■ SOURCE TEXT:
Planning is all well and good, but what about eating?  A handful of farmer’s markets open in April, typically featuring meats, cheeses, early rhubarb, maple syrup, mushrooms and greenhouse cucumbers and tomatoes.  The variety is a little lacking in the beginning, but it only gets better as the year goes on.

Summer
Summer is simply the season for eating locally in a cooler climate.  By May and June all of the local farmer’s markets are in full swing, featuring everything from strawberries to broccoli to chard and lettuce greens.  In July, squash, eggplant, melons, carrots and beans are fully stocked, while August brings on the greatest bounty yet:  cherries, cucumbers, shallots, garlic, artichoke, onions, parsley, parsnips, pears, plums, potatoes, sweet corn and so much more.

The farmer’s markets have to share the spotlight with local gardens by this time of the year.  In early summer, tomatoes, peppers, onions and peas are making their appearances in the garden.  By mid summer we see cucumbers, ripe tomatoes and all kinds of peppers, beans, eggplant, just to name a few.

Another summer favorite that’s especially fun with children are the “pick your own” farms.  Strawberries, raspberries and apples are the most popular “pick your own” attractions, while cherries and beans are fun options too.

■ INSTRUCTION 1:
Answer from the text on eating locally through the seasons:
(a) In which month do a handful of farmer's markets open?
(b) Which month brings the greatest bounty?
(c) What are the most popular "pick your own" attractions?
The records below the text are unrelated to it.

■ DATA TO USE:
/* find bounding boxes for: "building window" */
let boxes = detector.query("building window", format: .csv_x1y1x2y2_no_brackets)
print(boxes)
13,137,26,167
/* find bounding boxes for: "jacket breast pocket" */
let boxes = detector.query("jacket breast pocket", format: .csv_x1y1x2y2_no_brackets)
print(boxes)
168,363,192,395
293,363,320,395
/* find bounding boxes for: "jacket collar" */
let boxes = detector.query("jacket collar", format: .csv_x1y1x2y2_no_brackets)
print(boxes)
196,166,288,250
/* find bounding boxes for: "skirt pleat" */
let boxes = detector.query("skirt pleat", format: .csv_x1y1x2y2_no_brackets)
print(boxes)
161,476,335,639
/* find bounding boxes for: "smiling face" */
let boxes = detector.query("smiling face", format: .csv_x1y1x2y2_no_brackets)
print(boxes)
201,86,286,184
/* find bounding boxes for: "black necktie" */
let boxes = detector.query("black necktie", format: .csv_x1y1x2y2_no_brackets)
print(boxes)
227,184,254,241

■ INSTRUCTION 2: Reproduce the part of the records that opens with their first line and closes with the line containing "293,363,320,395", requests included, shifting every bounding-box coordinate up by 3. Output only that part.

■ WORKED SOLUTION 1:
(a) April
(b) August
(c) Strawberries, raspberries and apples

■ WORKED SOLUTION 2:
/* find bounding boxes for: "building window" */
let boxes = detector.query("building window", format: .csv_x1y1x2y2_no_brackets)
print(boxes)
16,140,29,170
/* find bounding boxes for: "jacket breast pocket" */
let boxes = detector.query("jacket breast pocket", format: .csv_x1y1x2y2_no_brackets)
print(boxes)
171,366,195,398
296,366,323,398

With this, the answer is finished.